===== Data extract =====

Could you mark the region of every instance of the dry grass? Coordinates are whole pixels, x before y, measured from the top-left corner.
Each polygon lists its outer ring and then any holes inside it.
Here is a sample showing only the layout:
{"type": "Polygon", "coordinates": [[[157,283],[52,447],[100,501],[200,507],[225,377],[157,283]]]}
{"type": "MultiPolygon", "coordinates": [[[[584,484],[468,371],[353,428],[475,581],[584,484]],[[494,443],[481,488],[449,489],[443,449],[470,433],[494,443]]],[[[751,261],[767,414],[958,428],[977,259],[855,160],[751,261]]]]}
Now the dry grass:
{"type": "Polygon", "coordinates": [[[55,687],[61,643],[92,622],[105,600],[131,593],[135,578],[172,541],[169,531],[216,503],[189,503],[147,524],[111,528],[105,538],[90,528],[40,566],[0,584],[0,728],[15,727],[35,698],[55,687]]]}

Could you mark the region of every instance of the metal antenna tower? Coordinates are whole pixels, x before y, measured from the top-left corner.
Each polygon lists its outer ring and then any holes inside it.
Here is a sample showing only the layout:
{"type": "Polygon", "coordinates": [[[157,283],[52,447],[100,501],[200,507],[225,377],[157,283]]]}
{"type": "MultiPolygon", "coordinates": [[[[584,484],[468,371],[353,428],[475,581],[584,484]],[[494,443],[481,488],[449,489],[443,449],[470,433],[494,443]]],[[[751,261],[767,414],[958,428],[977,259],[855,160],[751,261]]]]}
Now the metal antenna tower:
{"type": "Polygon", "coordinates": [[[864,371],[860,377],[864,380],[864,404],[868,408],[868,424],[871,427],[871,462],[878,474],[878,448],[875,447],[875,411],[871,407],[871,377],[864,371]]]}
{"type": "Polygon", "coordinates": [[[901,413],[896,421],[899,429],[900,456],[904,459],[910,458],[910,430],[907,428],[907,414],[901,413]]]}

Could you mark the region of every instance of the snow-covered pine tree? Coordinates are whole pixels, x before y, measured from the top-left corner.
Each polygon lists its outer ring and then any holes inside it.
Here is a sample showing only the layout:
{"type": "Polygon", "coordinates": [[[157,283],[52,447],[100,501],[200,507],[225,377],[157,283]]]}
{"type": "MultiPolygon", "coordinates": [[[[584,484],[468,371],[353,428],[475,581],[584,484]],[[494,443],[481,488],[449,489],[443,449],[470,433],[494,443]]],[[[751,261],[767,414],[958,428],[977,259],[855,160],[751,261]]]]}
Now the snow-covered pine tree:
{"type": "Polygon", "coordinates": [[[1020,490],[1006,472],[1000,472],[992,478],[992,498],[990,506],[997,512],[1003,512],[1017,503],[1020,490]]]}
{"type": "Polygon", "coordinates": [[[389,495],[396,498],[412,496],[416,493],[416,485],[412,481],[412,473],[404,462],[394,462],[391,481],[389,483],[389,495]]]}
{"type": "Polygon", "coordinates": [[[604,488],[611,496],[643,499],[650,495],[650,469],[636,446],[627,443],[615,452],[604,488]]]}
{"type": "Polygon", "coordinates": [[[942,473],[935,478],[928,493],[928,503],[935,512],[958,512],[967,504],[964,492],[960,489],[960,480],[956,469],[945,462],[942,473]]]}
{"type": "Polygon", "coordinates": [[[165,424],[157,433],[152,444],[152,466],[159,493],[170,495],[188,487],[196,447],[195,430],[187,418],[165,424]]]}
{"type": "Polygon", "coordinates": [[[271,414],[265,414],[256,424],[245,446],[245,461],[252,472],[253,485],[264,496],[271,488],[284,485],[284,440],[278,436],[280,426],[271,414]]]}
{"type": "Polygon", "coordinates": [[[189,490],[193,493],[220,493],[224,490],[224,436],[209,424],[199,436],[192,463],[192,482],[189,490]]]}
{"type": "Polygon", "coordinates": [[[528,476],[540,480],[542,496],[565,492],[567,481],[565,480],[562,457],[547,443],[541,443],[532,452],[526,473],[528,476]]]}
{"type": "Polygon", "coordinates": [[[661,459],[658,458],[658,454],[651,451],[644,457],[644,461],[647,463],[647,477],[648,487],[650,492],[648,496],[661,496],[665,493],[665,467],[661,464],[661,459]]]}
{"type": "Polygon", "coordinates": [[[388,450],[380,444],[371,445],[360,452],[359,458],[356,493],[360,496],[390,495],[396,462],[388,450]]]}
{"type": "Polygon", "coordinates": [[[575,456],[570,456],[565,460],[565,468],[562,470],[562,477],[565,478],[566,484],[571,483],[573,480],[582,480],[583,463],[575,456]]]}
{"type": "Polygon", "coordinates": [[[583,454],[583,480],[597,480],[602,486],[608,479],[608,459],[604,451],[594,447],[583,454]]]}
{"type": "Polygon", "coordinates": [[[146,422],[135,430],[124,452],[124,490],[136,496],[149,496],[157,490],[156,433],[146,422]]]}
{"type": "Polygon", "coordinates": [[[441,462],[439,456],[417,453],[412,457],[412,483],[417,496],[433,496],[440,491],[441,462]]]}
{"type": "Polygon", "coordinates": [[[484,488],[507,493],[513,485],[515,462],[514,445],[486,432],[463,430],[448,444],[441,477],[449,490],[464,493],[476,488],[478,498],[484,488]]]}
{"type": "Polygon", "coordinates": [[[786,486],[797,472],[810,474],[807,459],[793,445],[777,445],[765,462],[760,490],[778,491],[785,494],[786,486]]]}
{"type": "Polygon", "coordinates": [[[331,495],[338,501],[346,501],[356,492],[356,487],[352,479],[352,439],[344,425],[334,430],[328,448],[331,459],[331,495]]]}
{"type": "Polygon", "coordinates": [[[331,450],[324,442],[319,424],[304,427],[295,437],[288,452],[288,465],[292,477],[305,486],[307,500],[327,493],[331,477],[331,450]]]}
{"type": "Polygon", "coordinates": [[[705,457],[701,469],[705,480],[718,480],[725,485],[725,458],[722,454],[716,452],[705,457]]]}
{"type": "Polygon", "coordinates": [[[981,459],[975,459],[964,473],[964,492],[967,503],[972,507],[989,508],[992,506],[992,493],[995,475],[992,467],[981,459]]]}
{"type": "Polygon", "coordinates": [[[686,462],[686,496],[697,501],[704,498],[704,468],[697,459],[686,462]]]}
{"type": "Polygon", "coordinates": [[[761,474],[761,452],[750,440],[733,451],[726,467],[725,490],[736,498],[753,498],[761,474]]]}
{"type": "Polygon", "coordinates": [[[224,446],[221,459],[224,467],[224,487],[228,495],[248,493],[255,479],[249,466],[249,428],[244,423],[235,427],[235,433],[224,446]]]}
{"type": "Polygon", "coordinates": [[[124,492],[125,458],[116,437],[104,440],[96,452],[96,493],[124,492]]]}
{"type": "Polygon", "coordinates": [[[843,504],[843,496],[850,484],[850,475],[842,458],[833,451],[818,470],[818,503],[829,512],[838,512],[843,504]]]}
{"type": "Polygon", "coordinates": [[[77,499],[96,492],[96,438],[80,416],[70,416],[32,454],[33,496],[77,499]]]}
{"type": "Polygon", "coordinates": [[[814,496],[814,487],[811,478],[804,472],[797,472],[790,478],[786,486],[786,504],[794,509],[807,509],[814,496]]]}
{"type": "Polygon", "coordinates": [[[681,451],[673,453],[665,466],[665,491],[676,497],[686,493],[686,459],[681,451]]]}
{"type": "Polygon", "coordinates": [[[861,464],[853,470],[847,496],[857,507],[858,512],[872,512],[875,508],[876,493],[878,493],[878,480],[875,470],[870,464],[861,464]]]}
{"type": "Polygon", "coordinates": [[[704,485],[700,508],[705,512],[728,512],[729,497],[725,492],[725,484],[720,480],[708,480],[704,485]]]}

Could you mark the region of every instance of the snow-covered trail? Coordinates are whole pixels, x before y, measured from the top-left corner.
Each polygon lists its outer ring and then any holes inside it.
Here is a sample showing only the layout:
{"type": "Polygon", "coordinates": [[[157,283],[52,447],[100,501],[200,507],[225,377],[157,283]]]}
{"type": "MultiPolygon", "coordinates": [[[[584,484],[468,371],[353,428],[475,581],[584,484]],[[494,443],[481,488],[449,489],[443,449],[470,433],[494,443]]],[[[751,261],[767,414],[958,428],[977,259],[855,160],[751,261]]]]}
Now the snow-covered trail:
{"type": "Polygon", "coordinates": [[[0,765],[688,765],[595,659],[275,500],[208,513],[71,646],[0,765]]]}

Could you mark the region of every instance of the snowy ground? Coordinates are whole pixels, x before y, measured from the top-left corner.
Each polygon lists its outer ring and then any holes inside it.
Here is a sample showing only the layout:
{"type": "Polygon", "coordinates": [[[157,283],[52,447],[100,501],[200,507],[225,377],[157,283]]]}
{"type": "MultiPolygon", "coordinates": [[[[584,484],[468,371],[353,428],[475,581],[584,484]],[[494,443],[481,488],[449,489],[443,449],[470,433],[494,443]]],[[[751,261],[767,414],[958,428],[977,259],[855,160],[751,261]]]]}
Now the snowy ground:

=====

■ Description of the task: Note every line above where the string "ground" shows up, and copy those lines.

■ Exercise output:
Could you mark the region of every instance of the snowy ground? Coordinates are whole pixels, x before y, measured from the top-left corner.
Now the snowy ground:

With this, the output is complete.